* CONSIGNES DE TRAVAIL
(A) Résumez en deux phrases le texte sur la méditation.
(B) D'après le texte sur la méditation, quel programme Chade-Meng Tan a-t-il lancé chez Google ?
(C) Dans le texte sur la méditation, recopiez le passage qui va de « La méditation, aussi » jusqu'à « des dernières années. » inclus, en substituant « remarquable » à « spectaculaire ».

* EXTRAIT DU TEXTE
================

Allier sagesse et business : la méditation, invitation à repenser son rôle dans la société – Sébastien HENRY

image S. HENRY

 

La méditation est bien plus qu’une méthode anti-stress permettant d’être plus performant dans son travail. Sébastien Henry, auteur de « Ces décideurs qui méditent et s’engagent. Un pont entre sagesse et business » (Dunod, 2014), explique en quoi c’est avant tout une pratique de sagesse qui invite à l’essentiel, et notamment à repenser son rôle dans la société et son engagement.

La méditation, aussi efficace que les antidépresseurs contre le stress ? (D.OXBERRY/SIPA)

 

La façon dont la méditation est perçue, notamment dans le monde des affaires, a évolué de façon spectaculaire au cours des dernières années.
Autrefois considérée comme une pratique abstraite, exclusivement religieuse et déconnectée des réalités du monde, elle est de plus en plus appréhendée comme ce qu’elle est vraiment.

 

Une pratique qui entre dans les moeurs

C’est à dire une pratique de sagesse, simple et profonde à la fois, qui peut être abordée de façon laïque et s’intègre parfaitement dans la vie quotidienne de ceux qui ont le goût de l’action. De plus en plus de dirigeants et managers osent désormais parler publiquement de leur pratique. La venue à Paris de Chade-Meng Tan, à l’origine du programme Search Inside Yourself chez Google, pour une conférence à la Bourse avec Matthieu Ricard, a représenté une étape importante.

================

* LIGNES DE DONNÉES
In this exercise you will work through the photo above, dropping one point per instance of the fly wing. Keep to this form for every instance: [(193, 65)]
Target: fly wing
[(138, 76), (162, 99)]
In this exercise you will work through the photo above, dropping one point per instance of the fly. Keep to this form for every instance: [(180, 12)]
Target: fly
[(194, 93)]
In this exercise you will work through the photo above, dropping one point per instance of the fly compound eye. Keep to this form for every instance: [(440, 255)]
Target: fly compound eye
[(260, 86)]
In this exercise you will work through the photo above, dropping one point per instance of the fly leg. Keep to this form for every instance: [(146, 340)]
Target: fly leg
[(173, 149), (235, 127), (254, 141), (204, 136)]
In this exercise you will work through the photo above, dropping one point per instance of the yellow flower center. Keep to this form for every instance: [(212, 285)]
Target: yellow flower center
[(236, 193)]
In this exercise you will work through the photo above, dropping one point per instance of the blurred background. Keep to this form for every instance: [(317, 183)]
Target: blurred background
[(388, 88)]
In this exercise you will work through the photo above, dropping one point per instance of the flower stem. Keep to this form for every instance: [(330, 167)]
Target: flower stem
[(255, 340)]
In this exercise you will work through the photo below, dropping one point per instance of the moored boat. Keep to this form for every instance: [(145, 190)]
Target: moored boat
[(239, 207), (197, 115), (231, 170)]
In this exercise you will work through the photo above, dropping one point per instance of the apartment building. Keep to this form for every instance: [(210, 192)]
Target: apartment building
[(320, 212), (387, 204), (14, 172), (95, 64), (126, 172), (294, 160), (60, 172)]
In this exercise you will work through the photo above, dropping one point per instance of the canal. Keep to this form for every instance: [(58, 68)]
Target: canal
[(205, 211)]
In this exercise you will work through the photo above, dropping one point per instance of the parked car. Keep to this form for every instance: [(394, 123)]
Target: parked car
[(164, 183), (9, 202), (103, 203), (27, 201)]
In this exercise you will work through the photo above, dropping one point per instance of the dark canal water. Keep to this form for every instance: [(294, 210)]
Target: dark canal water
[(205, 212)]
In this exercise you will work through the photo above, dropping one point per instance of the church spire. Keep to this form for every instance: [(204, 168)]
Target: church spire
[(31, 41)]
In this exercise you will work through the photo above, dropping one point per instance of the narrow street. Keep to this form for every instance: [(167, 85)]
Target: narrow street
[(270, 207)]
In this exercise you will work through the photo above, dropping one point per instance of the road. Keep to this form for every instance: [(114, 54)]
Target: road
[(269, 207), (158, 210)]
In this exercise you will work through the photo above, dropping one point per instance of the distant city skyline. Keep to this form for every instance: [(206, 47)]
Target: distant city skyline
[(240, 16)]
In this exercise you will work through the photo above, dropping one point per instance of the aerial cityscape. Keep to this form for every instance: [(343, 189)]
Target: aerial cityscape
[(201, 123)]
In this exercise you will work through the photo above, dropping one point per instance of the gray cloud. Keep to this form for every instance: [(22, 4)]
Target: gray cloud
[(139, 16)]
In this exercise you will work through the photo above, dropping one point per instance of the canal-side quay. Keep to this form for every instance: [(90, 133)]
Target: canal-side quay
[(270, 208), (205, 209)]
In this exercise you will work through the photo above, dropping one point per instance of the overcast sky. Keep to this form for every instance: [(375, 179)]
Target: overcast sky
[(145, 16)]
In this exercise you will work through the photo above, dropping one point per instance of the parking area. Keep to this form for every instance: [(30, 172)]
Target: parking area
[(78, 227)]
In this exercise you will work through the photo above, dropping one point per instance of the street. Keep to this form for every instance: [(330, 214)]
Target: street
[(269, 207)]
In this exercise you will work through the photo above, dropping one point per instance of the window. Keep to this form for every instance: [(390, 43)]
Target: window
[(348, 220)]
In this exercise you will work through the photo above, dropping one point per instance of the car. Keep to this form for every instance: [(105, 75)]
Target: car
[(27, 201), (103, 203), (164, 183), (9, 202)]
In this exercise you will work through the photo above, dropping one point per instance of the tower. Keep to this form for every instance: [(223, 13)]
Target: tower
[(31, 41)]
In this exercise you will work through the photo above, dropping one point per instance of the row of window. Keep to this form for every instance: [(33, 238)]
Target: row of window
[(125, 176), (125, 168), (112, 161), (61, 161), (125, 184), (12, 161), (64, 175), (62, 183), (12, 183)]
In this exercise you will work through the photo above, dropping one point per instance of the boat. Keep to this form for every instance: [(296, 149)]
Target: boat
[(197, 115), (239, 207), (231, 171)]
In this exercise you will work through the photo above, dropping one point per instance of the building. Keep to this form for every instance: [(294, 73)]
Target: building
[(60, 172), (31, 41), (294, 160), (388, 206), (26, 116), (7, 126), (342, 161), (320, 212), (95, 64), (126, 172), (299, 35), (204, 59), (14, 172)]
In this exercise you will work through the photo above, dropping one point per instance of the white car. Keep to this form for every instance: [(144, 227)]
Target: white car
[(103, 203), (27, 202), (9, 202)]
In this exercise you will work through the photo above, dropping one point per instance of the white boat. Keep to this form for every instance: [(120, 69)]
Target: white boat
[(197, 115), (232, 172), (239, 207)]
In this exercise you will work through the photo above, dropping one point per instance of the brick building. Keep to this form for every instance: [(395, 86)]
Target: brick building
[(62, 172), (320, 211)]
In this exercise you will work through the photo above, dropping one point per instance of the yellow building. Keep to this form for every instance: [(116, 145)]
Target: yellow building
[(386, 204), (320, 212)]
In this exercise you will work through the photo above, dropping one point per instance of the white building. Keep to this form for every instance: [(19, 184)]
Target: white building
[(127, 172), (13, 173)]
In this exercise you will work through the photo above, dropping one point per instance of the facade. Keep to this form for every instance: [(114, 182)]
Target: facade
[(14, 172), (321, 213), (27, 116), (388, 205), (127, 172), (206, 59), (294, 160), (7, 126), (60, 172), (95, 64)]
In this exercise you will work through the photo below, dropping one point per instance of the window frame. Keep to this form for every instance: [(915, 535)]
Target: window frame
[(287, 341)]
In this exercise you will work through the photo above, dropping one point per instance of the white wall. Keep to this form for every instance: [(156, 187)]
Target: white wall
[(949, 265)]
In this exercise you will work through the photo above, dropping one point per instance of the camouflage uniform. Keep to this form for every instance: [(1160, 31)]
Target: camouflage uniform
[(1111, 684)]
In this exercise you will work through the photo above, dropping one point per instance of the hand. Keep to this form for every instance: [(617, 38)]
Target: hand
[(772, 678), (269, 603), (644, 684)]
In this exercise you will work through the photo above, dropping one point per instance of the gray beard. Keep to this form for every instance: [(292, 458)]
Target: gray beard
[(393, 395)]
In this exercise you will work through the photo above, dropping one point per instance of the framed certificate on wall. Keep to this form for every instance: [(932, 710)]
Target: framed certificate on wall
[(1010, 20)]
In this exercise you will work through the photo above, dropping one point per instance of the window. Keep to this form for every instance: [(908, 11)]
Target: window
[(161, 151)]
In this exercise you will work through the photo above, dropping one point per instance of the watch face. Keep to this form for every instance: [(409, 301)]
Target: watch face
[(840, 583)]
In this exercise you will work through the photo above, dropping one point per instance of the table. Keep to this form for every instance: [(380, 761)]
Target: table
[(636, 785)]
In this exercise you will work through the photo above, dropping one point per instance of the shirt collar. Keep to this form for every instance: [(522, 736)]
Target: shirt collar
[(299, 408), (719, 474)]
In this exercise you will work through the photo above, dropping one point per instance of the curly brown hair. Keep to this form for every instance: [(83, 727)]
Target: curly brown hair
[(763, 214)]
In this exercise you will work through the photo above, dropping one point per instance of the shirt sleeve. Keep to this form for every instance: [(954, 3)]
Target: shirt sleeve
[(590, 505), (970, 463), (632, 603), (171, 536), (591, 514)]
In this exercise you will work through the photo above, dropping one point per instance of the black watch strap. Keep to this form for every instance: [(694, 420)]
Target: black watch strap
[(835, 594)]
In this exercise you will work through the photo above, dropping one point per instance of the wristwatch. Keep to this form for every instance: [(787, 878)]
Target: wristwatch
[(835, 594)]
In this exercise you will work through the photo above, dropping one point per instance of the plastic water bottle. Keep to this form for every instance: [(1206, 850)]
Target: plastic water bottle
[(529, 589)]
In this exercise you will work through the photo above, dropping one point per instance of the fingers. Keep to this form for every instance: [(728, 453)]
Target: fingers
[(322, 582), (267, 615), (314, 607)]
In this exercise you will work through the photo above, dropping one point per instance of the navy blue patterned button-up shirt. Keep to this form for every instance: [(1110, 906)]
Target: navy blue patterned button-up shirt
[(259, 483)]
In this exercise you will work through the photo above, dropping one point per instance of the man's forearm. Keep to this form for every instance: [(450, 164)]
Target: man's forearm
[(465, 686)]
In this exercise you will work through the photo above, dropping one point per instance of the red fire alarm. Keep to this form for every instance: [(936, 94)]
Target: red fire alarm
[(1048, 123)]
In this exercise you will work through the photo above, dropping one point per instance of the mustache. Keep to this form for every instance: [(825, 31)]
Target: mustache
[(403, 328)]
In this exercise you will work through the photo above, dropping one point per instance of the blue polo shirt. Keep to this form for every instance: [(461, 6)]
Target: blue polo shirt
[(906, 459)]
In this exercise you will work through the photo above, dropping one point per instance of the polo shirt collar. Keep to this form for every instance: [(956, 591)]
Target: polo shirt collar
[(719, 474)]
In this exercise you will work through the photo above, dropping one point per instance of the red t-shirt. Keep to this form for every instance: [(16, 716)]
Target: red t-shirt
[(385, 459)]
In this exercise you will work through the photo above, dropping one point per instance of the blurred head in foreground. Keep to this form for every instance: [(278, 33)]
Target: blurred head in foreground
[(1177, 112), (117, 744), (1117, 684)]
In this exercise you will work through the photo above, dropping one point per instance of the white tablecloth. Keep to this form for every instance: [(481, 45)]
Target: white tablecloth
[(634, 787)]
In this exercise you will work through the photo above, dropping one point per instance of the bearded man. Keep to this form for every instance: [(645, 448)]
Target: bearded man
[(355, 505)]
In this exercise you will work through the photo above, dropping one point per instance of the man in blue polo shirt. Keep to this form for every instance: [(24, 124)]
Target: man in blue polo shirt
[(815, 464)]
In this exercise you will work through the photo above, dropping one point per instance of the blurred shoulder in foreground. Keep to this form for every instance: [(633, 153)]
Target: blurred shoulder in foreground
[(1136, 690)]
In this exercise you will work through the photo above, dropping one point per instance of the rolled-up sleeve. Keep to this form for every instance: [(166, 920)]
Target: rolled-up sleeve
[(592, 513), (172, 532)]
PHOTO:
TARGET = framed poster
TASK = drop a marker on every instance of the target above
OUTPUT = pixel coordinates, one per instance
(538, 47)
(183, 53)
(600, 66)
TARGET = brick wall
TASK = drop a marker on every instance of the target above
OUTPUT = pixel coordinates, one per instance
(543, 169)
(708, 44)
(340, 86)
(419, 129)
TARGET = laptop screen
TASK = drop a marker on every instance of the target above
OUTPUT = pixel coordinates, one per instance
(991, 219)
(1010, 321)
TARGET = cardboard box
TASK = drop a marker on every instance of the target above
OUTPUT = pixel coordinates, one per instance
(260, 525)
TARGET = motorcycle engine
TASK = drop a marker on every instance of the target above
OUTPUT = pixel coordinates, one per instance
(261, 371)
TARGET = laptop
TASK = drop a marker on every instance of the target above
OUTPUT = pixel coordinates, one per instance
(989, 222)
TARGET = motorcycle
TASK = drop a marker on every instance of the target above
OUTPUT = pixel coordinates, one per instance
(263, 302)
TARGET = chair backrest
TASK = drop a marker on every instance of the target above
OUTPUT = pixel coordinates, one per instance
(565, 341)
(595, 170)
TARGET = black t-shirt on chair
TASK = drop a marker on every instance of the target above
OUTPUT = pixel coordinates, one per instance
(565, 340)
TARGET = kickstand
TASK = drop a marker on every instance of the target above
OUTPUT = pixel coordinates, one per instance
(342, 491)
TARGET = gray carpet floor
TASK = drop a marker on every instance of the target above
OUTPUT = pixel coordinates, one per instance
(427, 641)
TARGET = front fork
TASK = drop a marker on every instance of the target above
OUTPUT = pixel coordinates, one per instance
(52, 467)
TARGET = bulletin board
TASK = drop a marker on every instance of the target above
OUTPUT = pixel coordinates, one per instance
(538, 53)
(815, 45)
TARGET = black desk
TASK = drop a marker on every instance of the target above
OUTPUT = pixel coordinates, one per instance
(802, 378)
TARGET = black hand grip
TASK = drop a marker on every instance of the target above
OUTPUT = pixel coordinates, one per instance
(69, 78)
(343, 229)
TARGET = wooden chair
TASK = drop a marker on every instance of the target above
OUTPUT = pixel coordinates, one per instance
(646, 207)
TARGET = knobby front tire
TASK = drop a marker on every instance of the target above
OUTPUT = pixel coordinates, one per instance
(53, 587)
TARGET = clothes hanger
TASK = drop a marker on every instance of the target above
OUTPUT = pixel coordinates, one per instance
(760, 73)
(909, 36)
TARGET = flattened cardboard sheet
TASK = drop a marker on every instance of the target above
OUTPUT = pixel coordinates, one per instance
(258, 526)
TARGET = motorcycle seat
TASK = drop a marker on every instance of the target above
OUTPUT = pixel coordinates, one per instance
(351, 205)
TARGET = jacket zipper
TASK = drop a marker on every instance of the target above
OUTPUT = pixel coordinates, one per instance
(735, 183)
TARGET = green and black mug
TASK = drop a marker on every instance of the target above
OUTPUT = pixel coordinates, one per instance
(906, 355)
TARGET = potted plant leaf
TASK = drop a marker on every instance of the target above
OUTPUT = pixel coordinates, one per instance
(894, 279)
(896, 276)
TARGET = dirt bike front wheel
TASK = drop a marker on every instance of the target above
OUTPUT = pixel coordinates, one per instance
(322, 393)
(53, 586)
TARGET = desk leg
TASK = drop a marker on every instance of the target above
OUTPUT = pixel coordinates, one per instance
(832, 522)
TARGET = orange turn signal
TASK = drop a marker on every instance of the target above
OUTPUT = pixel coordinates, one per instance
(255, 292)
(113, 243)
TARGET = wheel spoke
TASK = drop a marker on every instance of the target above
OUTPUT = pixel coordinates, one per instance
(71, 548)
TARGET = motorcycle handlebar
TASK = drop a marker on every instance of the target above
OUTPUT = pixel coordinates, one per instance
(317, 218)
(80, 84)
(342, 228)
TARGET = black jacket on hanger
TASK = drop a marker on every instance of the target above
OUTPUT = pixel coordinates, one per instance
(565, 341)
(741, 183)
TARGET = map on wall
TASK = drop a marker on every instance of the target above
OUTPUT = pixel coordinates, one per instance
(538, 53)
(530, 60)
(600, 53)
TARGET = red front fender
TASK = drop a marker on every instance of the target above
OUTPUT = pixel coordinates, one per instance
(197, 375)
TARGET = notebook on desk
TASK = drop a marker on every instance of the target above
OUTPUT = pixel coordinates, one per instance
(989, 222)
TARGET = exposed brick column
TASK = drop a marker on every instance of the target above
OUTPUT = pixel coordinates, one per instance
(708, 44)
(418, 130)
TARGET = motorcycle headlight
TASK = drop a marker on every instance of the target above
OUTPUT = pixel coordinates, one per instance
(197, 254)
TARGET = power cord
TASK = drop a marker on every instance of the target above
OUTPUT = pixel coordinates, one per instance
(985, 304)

================

* RÉPONSES AUX EXERCICES
(A) Longtemps vue comme une pratique abstraite, exclusivement religieuse et coupée du monde, la méditation est de plus en plus perçue, notamment dans le monde des affaires, comme une pratique de sagesse laïque qui s'intègre à une vie active. De plus en plus de dirigeants et de managers en parlent publiquement, et la conférence de Chade-Meng Tan avec Matthieu Ricard à la Bourse, lors de sa venue à Paris, a représenté une étape importante.

(B) Le programme Search Inside Yourself.

(C)
La méditation, aussi efficace que les antidépresseurs contre le stress ? (D.OXBERRY/SIPA)

 

La façon dont la méditation est perçue, notamment dans le monde des affaires, a évolué de façon remarquable au cours des dernières années.